Task instructions: Reproduce each line exactly.

Part of a data file:
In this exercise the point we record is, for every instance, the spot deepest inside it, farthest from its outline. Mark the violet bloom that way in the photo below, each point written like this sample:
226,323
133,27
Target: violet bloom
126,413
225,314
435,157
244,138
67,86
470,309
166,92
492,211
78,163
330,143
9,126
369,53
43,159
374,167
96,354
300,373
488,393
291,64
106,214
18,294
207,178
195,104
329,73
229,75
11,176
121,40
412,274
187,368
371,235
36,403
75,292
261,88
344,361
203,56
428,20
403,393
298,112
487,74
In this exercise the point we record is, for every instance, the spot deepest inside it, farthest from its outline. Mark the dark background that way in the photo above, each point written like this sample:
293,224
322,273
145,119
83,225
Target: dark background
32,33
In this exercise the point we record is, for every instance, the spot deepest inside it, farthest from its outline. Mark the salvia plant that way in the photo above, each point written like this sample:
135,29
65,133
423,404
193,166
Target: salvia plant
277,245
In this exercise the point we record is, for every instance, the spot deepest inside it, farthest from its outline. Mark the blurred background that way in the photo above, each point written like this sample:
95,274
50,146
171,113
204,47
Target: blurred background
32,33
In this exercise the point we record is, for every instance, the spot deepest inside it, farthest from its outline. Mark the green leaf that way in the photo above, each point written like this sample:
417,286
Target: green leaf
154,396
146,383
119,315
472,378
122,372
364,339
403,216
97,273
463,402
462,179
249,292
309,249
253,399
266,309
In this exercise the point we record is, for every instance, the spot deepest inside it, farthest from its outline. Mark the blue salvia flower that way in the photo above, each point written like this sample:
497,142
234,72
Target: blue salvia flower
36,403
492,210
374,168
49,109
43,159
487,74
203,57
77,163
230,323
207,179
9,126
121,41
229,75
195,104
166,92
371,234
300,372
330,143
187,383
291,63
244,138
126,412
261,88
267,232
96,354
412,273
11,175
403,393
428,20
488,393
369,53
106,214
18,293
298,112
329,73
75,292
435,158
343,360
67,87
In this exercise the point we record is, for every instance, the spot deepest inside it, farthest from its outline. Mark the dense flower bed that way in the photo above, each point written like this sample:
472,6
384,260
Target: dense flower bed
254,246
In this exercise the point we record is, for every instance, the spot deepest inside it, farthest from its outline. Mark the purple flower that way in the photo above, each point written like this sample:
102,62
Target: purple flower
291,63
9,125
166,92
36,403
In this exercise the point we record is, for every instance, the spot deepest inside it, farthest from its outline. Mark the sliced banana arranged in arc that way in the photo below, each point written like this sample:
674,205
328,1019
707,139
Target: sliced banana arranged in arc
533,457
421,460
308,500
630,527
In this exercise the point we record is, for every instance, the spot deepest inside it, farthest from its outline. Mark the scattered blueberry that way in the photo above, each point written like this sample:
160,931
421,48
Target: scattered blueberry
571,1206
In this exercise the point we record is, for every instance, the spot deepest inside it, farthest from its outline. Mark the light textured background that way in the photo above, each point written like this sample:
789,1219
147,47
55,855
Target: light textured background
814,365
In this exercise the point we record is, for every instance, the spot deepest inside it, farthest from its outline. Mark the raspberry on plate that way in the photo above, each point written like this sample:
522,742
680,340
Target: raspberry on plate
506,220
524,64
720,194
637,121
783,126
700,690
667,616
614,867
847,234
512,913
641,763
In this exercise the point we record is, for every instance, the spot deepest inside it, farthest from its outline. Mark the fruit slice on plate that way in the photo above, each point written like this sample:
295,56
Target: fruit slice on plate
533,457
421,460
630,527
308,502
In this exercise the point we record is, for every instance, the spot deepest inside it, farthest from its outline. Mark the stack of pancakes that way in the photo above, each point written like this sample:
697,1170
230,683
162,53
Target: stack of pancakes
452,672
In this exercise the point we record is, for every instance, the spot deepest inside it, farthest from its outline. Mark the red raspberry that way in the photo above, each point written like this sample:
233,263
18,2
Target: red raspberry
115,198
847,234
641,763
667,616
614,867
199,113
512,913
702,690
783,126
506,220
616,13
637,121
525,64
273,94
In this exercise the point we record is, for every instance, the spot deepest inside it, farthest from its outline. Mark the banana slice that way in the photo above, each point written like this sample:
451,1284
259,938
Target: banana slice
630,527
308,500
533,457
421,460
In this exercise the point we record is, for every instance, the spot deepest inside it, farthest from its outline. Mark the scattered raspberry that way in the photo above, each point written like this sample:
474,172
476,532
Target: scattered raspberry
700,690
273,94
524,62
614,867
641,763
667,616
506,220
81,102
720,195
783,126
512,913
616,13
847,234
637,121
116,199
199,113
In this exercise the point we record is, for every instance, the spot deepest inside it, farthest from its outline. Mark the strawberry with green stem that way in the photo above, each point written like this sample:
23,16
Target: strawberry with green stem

Result:
In this exercise the point we record is, for every instance, the spot deepest inside it, farthest from its outline. Mark the violet bloom that way in the photo below, each point written like this sample:
226,323
133,27
Target: violet bloom
126,413
225,314
435,157
244,138
67,86
470,309
166,92
492,211
78,163
330,143
9,126
369,53
43,159
374,167
96,354
300,373
488,393
291,64
106,214
18,294
207,178
195,104
329,73
229,75
11,176
121,40
412,274
187,368
371,235
36,403
75,292
261,88
344,361
203,56
428,20
403,393
298,112
487,74
In this exercise the point we record is, for every instance, the spot deepest inside it, farthest from its outline. Mark the dark background that way in the photo above, each point written like this sample:
293,224
322,273
145,119
83,225
Target: dark background
32,33
In this exercise the point we record is, for every instance, the spot deepest inside it, farthest from its outline. Mark the salvia plant that way in the photo above, each point written like this sample:
135,29
65,133
423,404
193,166
Target: salvia plant
277,245
In this exercise the point we record is, for every instance, the spot deepest inside it, farthest from its outline. Mark the blurred background that way in the photo above, each point written like this sample:
95,274
50,146
171,113
204,47
Target: blurred background
32,33
In this exercise the point we record is, for every instance, the spot deepest inside it, farthest from its outline. Mark the green leaf that way in the photo above, each point written like this sample:
417,286
Target: green leaf
154,396
146,383
119,315
472,378
122,372
364,339
403,216
97,273
463,402
462,179
249,292
309,249
253,399
266,309
In this exercise the point we record is, for every instance, the spot deepest inside it, farthest from its outline. Mark the blue salvia flower that way in the photo above, each point written like this sample:
497,142
234,72
Target: blue salvia flower
36,403
492,210
374,168
49,109
43,159
487,74
203,57
77,163
230,323
207,179
9,126
121,41
229,75
195,104
166,92
371,234
300,372
330,143
187,383
291,63
244,138
126,412
261,88
267,232
96,354
412,273
11,175
403,393
428,20
488,393
369,53
106,214
18,293
298,112
329,73
75,292
435,158
343,360
67,87
In this exercise the point we record is, for every instance, the spot deepest inside it, farthest from its outline. Mark the dense flower bed that way in the photo above, each point written like this sample:
472,6
384,260
Target: dense flower bed
254,246
In this exercise the point we record is, for every instance, the spot deepest inside it, farthest from its outline. Mark the purple flower that way in the photo above, each point written like this sample:
102,62
Target: purple flower
291,63
9,125
166,92
36,403
In this exercise the point we record is, for every instance, the spot deepest inside it, farthest from its outline. Mark the sliced banana arranged in arc that way in the photo below, each point written like this sample:
674,205
328,1019
707,139
Target: sliced banana arranged in arc
533,457
421,460
308,500
630,527
In this exercise the point we record is, for every instance, the spot deepest inside it, farthest from its outline. Mark the scattered blueberry that way in the photo above, each point written like this sample:
160,931
421,48
Target: scattered blueberry
571,1206
In this exercise the point we record is, for every instance, the spot deepest inside it, farthest from its outline. Mark the light textured background that way in the photo above, each point written like this sample:
789,1219
147,47
55,855
Target: light textured background
814,365
In this exercise the point we record is, for every instance, the spot deepest inside it, farthest from its outline. Mark the raspberry on plate that way in the photo above, each point written like this sample:
522,742
680,340
Target: raspberry on plate
506,220
524,64
720,194
637,121
783,126
700,690
667,616
614,867
847,234
512,913
641,763
In this exercise the point we record is, for every instance, the spot deepest inside it, farthest from its outline. Mark the fruit slice on plate that way in the photo above, each point written like this sample:
295,56
Target: fruit slice on plate
533,457
421,460
630,527
308,502
In this exercise the point we record is, for every instance, the spot deepest inside it, farthest from its outline. Mark the stack of pancakes that way in the photo above, each point written like this sample:
697,1170
230,683
162,53
Target: stack of pancakes
452,672
In this exercise the point we record is, for every instance, the spot deepest inside it, farthest from its outline. Mark the red raspberry that way in the photo above, each point written like this sample:
233,263
18,2
Target: red raspberry
115,198
847,234
641,763
667,616
614,867
199,113
512,913
702,690
783,126
506,220
616,13
637,121
525,64
273,94
In this exercise the point we record is, for every instance, the spot deepest inside it, farthest from its outline. Mark the banana slice that way in the photo above, each point written like this sample:
451,1284
259,938
Target: banana slice
630,527
308,500
533,457
421,460
In this exercise the point we record is, for every instance, the spot deepest inside it, farthest from its outline. Mark the scattered raspberry that way in the photo above, each point written like this sample:
474,172
476,532
Target: scattered raspberry
700,690
273,94
524,62
614,867
641,763
667,616
506,220
81,102
720,195
783,126
512,913
616,13
847,234
637,121
116,199
199,113
In this exercise the point we record is, for every instance, the spot deepest inside it, farthest from its outline. Mark the strawberry with green stem that way in the photo above, each point written like this sample:
23,16
Target: strawberry with green stem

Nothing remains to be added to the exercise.